* _REQUIREMENT_:
Please rewrite the records below with "instance" swapped for "occurrence" everywhere it occurs, changing nothing else and leaving out the pictures.

========================================================================

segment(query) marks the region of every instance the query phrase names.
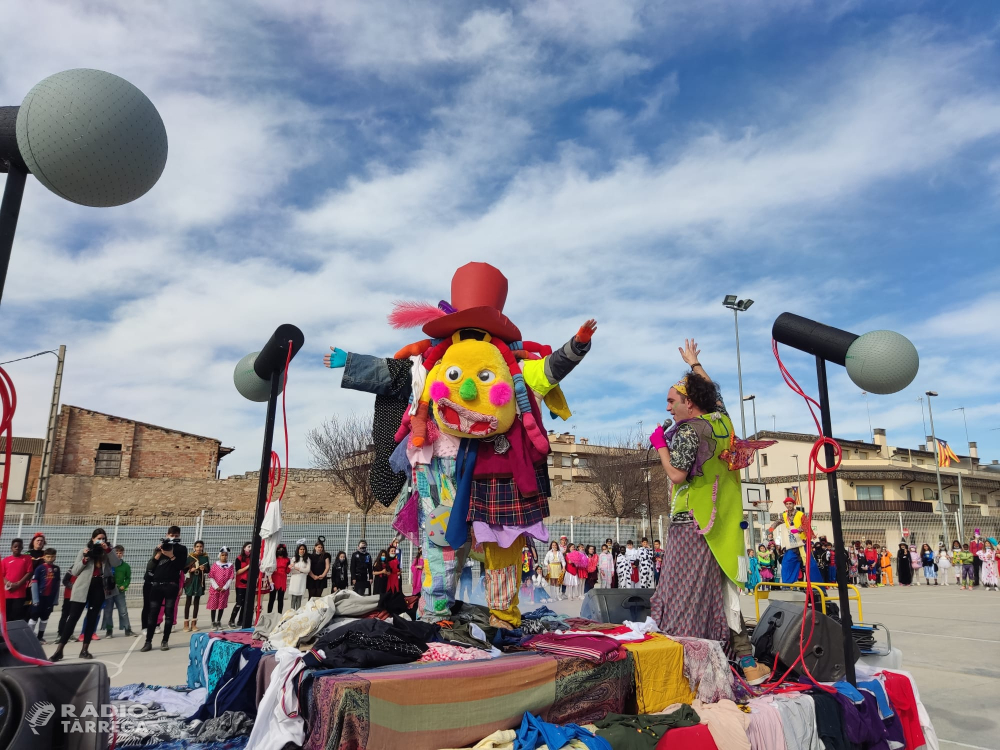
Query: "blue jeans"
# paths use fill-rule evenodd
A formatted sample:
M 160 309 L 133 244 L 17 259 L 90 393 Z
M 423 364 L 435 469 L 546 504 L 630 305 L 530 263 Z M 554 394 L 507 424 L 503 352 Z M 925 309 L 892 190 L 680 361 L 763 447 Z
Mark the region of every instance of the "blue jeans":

========================================================================

* _ANSWER_:
segment(query) marks the region of every occurrence the query phrase names.
Query: "blue jeans"
# paths use fill-rule evenodd
A formatted sample:
M 160 309 L 133 244 L 17 259 L 90 393 Z
M 423 364 L 435 469 L 546 504 L 630 305 L 530 263 Z M 554 394 L 507 424 L 503 352 Z M 925 309 L 892 190 L 680 361 L 763 447 Z
Mark the region of every occurrence of the "blue jeans":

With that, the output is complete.